*** PAGE EXTRACT ***
Changing a child’s name

A parent who wishes to change their child’s surname must obtain the other parent’s written consent if that other parent has parental responsibility. If this consent is not forthcoming and the other parent objects to the child’s name being changed, it will be necessary to apply to the Court for permission. Therefore where there is no residence order in place and both parents have parental responsibility, a parent wishing to change a child’s surname can only do so with the written agreement of the other parent or by obtaining a an Order from the court giving leave to change the name.

However if only one parent has parental responsibility then that parent may change a child’s name without the consent of any other person and without having to obtain permission from a judge. Therefore when a mother is the only parent with parental responsibility she may change her child’s name without the consent of the father.

If a Residence Order is in place, the leave of the Court must always be obtained.  Permission from the court to change a surname is not only required where the requisite consent is not forthcoming, but also where there is no one with parental responsibility. An example of this would be where an orphan child is living with relatives who want to change his surname.
*** LISTING ***
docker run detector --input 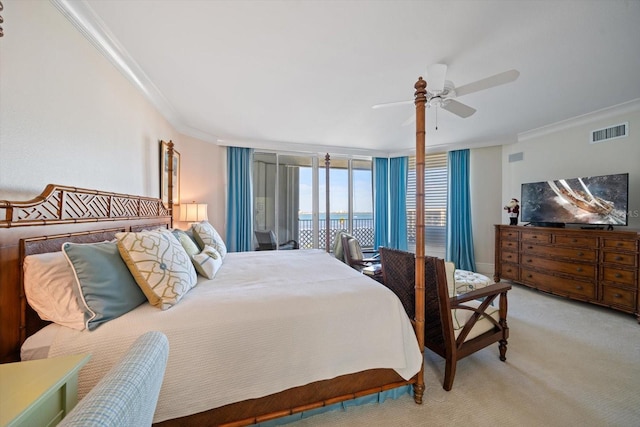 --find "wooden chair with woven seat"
[254,230,299,251]
[341,234,380,271]
[380,247,511,391]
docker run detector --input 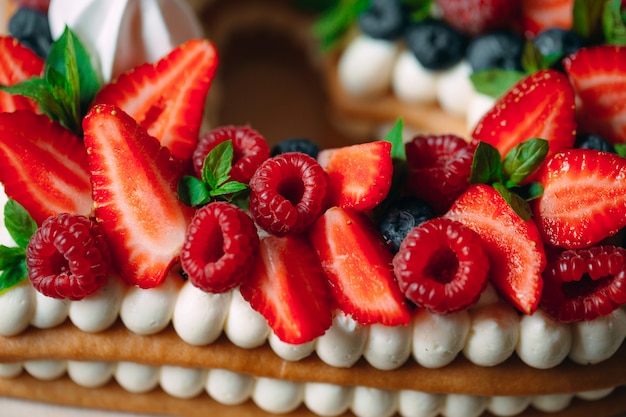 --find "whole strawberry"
[428,0,521,35]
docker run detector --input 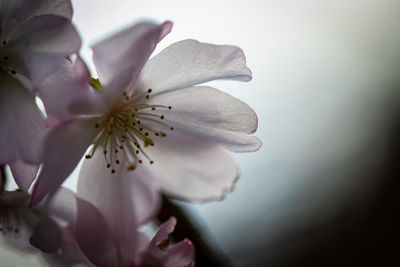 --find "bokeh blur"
[3,0,400,266]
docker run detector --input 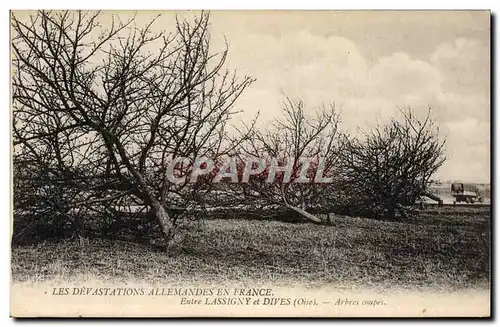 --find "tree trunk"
[286,204,323,224]
[152,204,174,249]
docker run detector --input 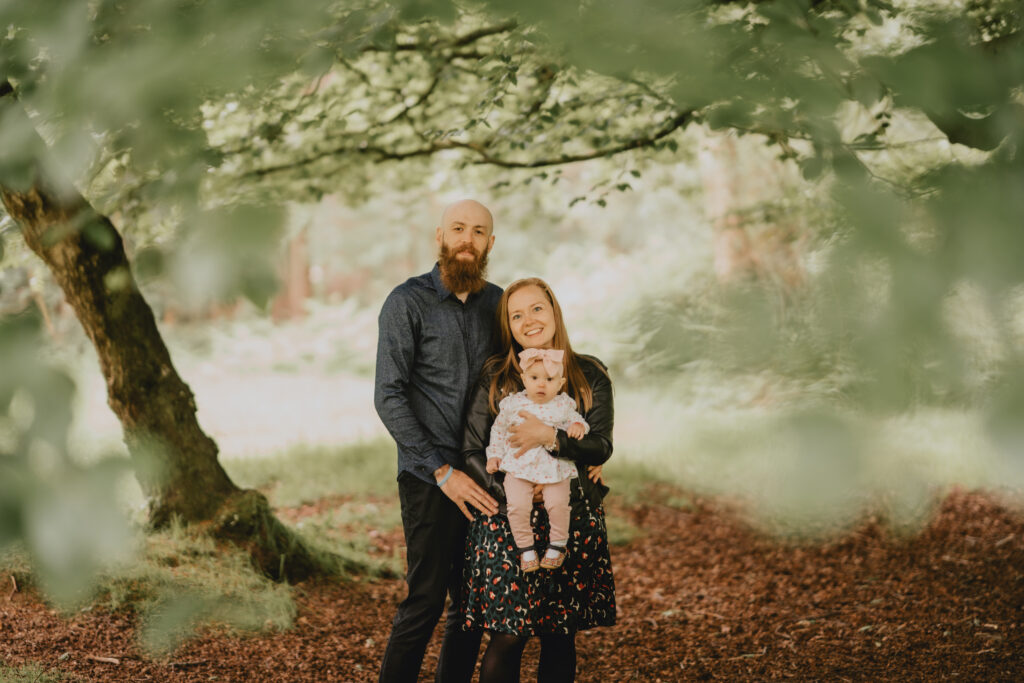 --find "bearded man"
[374,200,502,683]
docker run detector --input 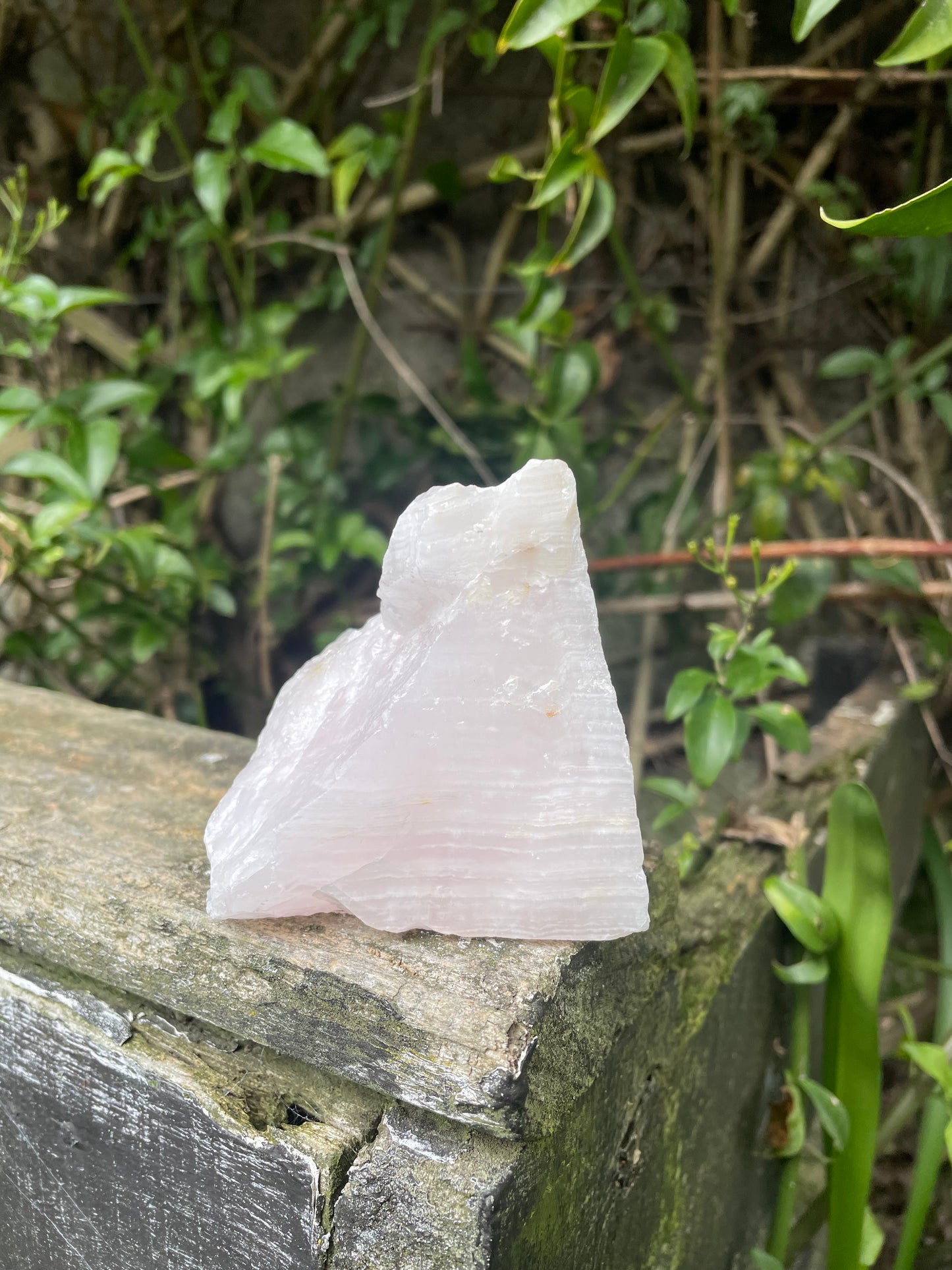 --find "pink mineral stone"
[206,460,648,940]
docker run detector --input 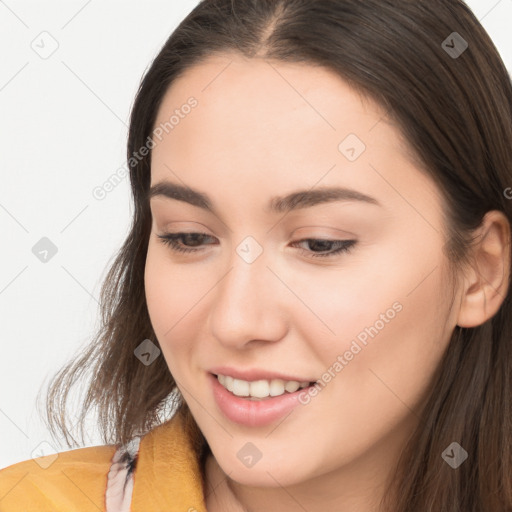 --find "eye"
[295,238,357,258]
[157,232,357,258]
[157,232,213,252]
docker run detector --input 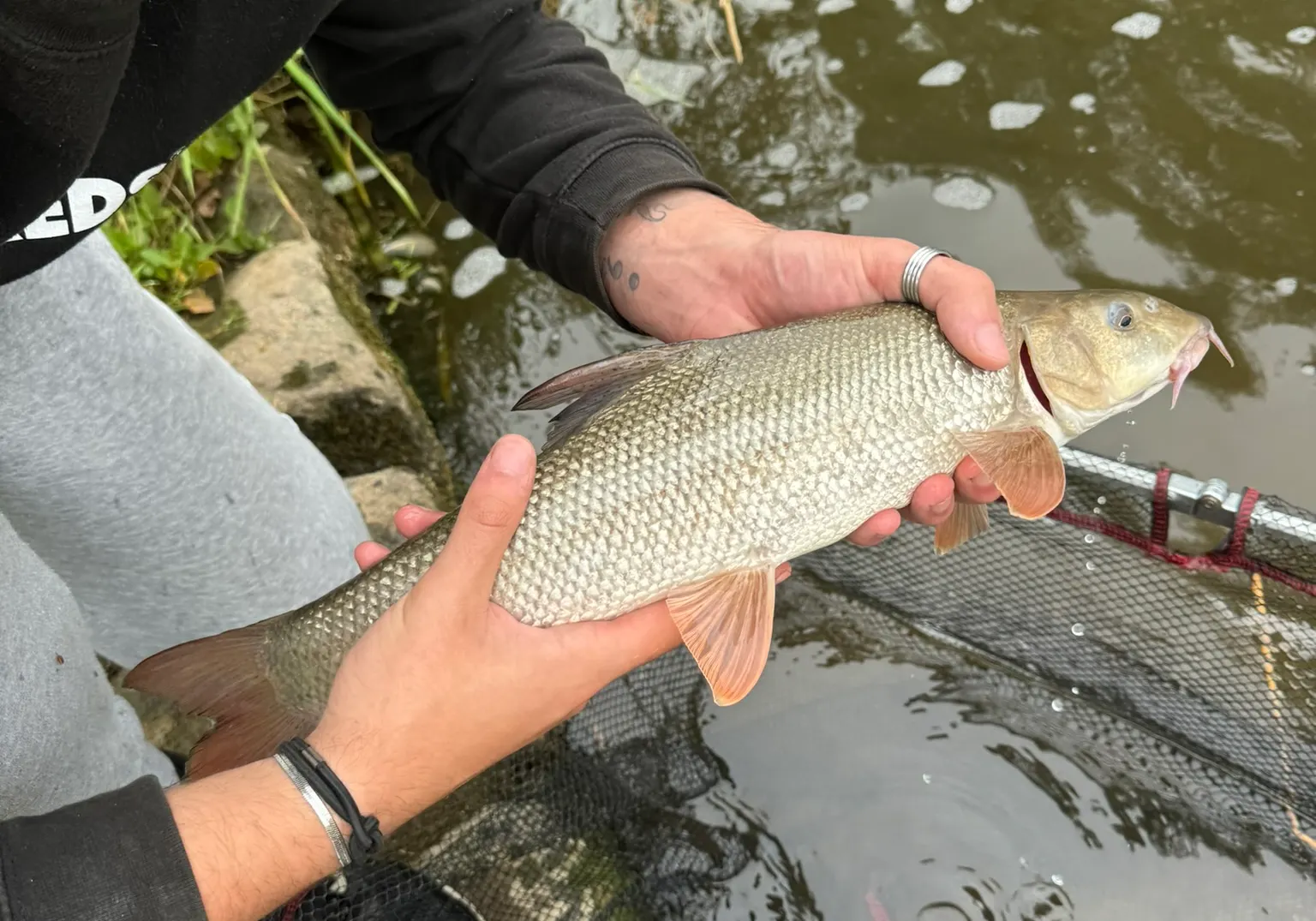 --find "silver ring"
[900,246,955,307]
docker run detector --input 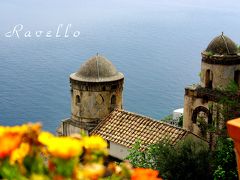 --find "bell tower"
[60,55,124,135]
[183,33,240,135]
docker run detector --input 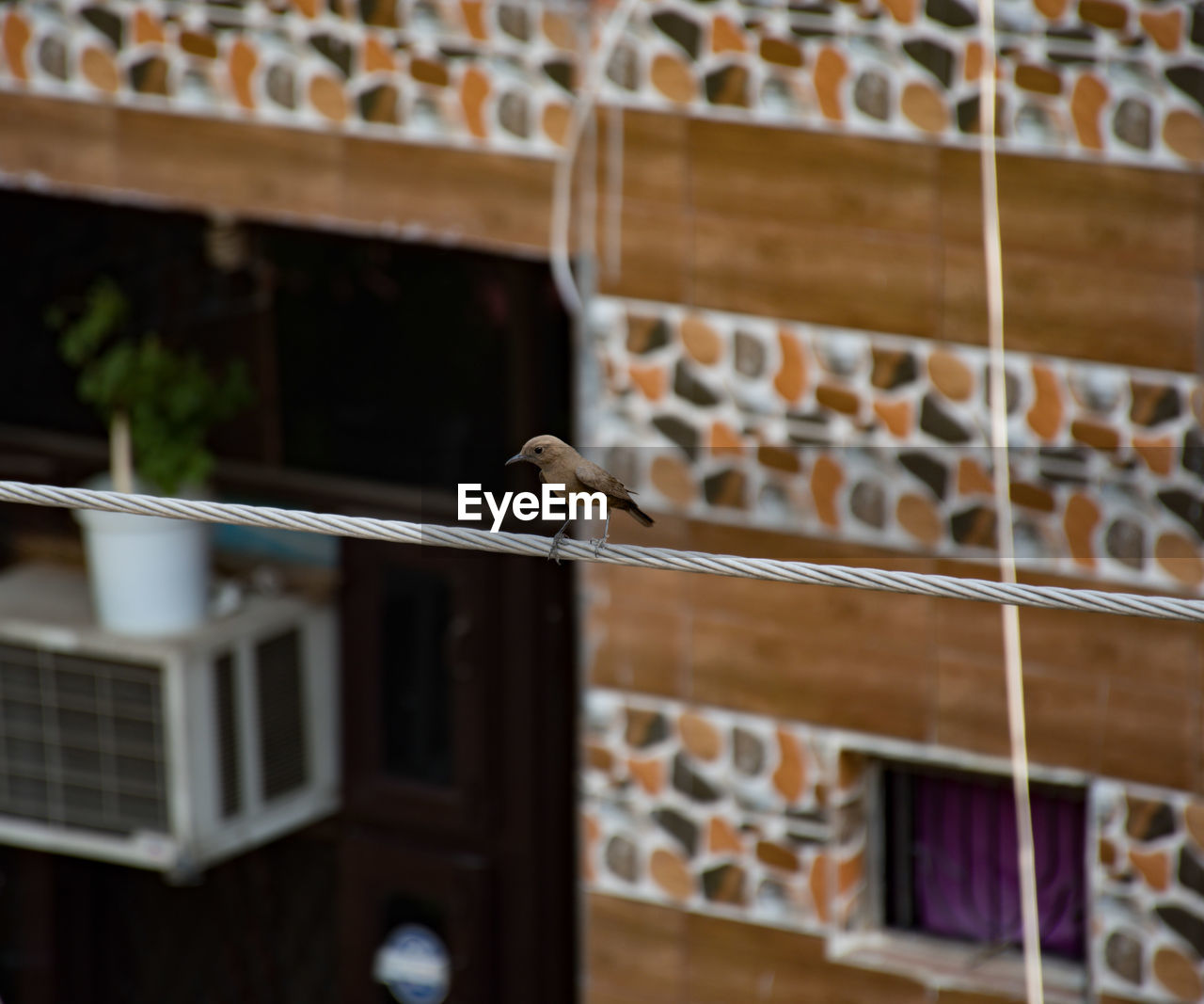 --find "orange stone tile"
***
== STATED PROBLEM ==
Resume the passage on changing a child's name after its final sentence. The data is separate from the passage on changing a child's name.

== RESULT ==
Application for leave to change the surname will be by way of an application for a specific issues order under section 8 of the Children Act 1989. Applications to the court for permission to change the surname of a child are considered most carefully and will only succeed where it can be shown that a change in name is in the child’s best interest. It is therefore essential to fully understand the matters which will be taken into consideration in order to bring these out when making or opposing an application.

 

Where permission is given by the other parent with parental responsibility it should be in writing. However:

In Re W, Re A, Re B (change of name) 1999 the Court of Appeal stated that where there is no residence order in force [or no care order] written consent is required of all those with parental responsibility if there is to be enrolment of the new name by deed poll. Otherwise, consent need not be given in writing and can be inferred from little more than indifference on the part of the person whose consent is required. Care should be taken however and clearly written consent is preferable.

 

When a parent wishes to change a child’s surname and a dispute arises as to the change, there is a responsibility on the person seeking the change to take the issue before a court for resolution. The courts consider a child’s name an important matter which must be decided in the child’s best interests. The principle that has been established is that a court should not make an order to change a child’s surname unless there is evidence that it would lead to an improvement in the child’s welfare.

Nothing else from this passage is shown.